------ Records ------
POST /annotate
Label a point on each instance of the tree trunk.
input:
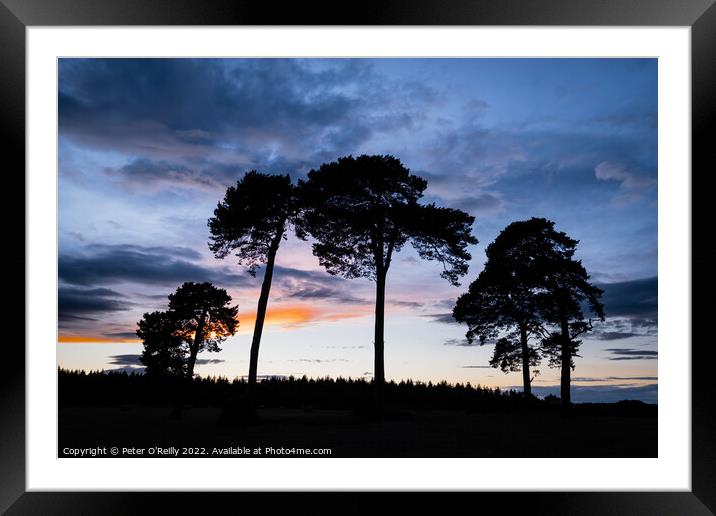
(527, 383)
(379, 367)
(566, 364)
(187, 381)
(260, 317)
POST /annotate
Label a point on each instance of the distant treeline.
(98, 388)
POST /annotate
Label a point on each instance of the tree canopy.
(362, 210)
(199, 317)
(164, 353)
(252, 218)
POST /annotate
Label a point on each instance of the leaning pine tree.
(251, 222)
(361, 211)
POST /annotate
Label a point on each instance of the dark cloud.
(122, 335)
(631, 354)
(446, 318)
(615, 335)
(313, 291)
(280, 115)
(638, 298)
(131, 360)
(613, 378)
(405, 304)
(74, 303)
(108, 264)
(478, 204)
(134, 360)
(142, 172)
(125, 369)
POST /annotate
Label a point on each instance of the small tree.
(567, 292)
(164, 353)
(362, 210)
(251, 222)
(203, 319)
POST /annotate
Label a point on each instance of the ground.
(414, 433)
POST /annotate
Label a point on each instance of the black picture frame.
(699, 15)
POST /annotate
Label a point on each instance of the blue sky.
(147, 148)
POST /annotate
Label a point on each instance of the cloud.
(125, 369)
(74, 303)
(320, 292)
(630, 179)
(445, 318)
(631, 354)
(631, 298)
(135, 360)
(125, 335)
(319, 360)
(615, 378)
(280, 115)
(108, 264)
(459, 342)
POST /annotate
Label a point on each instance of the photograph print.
(442, 257)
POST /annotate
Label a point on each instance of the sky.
(147, 148)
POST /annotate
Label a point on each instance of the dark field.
(411, 434)
(98, 410)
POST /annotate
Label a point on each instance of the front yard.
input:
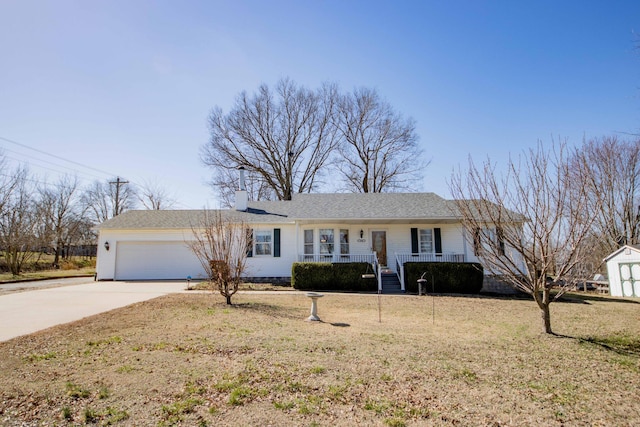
(192, 360)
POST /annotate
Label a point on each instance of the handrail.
(423, 257)
(377, 270)
(337, 258)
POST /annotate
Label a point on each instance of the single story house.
(623, 269)
(384, 229)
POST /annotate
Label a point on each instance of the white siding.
(109, 268)
(156, 261)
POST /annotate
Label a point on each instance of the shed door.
(156, 261)
(630, 279)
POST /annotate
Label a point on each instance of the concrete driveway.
(23, 313)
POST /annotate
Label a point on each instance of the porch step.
(390, 283)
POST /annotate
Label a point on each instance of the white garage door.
(156, 261)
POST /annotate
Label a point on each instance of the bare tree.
(19, 222)
(221, 243)
(611, 171)
(380, 151)
(59, 204)
(284, 136)
(105, 200)
(155, 197)
(527, 225)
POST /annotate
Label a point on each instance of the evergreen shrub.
(448, 277)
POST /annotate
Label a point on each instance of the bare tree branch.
(284, 136)
(220, 243)
(528, 225)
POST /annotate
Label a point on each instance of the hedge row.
(340, 276)
(447, 277)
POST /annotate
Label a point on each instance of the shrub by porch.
(448, 277)
(343, 276)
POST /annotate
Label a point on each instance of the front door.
(379, 245)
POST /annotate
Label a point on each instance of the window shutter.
(249, 242)
(414, 241)
(276, 242)
(437, 238)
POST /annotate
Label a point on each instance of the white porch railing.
(370, 258)
(422, 257)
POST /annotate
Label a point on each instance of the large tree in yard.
(282, 136)
(221, 244)
(380, 151)
(528, 225)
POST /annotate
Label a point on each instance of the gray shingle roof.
(380, 207)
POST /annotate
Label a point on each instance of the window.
(326, 241)
(426, 241)
(477, 245)
(308, 242)
(263, 242)
(344, 242)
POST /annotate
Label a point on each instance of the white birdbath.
(314, 306)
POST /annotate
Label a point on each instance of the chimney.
(242, 197)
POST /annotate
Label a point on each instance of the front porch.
(382, 272)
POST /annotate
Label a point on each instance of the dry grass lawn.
(191, 360)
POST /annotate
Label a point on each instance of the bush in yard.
(448, 277)
(311, 275)
(331, 277)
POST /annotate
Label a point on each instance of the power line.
(57, 157)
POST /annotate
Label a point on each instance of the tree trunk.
(546, 318)
(543, 299)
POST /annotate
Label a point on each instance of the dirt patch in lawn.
(189, 359)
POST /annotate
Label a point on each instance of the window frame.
(257, 243)
(430, 240)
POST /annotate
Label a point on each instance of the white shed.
(623, 267)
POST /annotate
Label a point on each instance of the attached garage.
(623, 267)
(155, 261)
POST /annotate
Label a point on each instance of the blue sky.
(125, 87)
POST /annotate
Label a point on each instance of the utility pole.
(118, 183)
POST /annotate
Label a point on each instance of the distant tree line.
(545, 222)
(58, 217)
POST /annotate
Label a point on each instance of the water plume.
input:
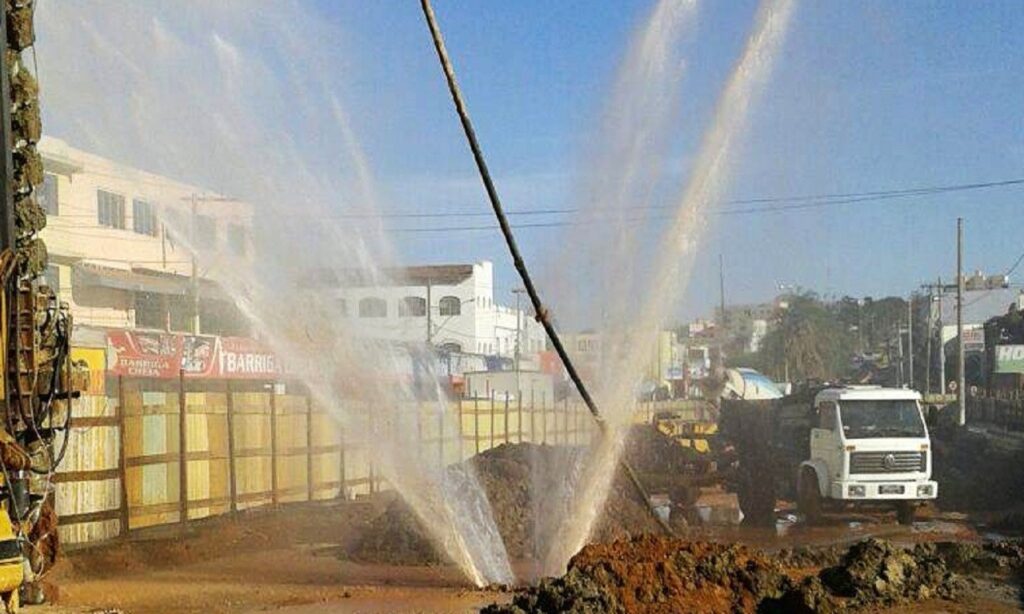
(626, 350)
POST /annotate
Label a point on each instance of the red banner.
(140, 354)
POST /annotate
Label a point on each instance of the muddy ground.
(287, 561)
(282, 560)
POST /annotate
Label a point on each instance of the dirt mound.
(653, 574)
(509, 475)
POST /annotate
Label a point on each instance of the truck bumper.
(854, 490)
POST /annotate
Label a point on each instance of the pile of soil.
(654, 574)
(510, 474)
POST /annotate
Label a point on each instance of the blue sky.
(865, 96)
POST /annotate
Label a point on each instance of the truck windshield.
(881, 419)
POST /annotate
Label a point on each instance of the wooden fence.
(150, 452)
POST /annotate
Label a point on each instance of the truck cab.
(868, 445)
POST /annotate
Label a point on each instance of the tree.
(809, 341)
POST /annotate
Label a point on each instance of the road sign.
(1010, 359)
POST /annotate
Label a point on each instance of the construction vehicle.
(830, 447)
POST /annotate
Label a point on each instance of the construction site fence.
(151, 452)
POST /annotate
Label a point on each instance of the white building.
(452, 306)
(114, 261)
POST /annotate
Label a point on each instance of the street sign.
(1010, 359)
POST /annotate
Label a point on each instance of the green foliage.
(812, 339)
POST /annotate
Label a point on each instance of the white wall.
(482, 326)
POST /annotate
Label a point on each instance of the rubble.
(655, 574)
(508, 475)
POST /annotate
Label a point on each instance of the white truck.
(832, 447)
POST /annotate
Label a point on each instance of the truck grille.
(861, 463)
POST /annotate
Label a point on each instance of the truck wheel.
(905, 512)
(809, 497)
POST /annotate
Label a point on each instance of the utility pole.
(961, 380)
(719, 367)
(430, 331)
(721, 288)
(909, 340)
(900, 376)
(195, 267)
(942, 346)
(928, 346)
(518, 336)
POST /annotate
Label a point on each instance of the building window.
(373, 307)
(413, 307)
(52, 277)
(110, 209)
(206, 232)
(151, 311)
(450, 306)
(143, 219)
(47, 194)
(237, 238)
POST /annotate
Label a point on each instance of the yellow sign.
(96, 359)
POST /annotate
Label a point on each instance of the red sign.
(140, 354)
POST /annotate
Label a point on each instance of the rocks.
(655, 574)
(876, 572)
(510, 475)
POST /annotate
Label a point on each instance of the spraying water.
(240, 101)
(674, 259)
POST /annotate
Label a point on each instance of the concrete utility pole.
(961, 380)
(430, 331)
(942, 346)
(721, 288)
(909, 340)
(928, 346)
(194, 284)
(900, 376)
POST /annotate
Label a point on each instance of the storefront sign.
(1010, 359)
(140, 354)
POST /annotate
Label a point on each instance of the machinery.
(832, 447)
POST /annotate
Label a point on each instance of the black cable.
(520, 266)
(786, 203)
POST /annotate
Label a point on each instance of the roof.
(435, 274)
(866, 393)
(87, 272)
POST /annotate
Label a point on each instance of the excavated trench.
(512, 473)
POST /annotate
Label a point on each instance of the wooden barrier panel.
(159, 452)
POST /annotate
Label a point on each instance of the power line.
(793, 202)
------
## Exercise objective
Return the lines above, starting at the one that contains "Label a point on each instance of the roof." and running through the last, exactly as they appear, with no extra lines.

## Response for this exercise
Label a point on each instance of the roof.
(435, 274)
(866, 393)
(87, 272)
POST /annotate
Label a point on each instance of the excavated trench.
(512, 473)
POST /annotate
Label a point on each instance of the wooden barrier panel.
(159, 452)
POST /annotate
Label a point on each instance of the power line.
(793, 202)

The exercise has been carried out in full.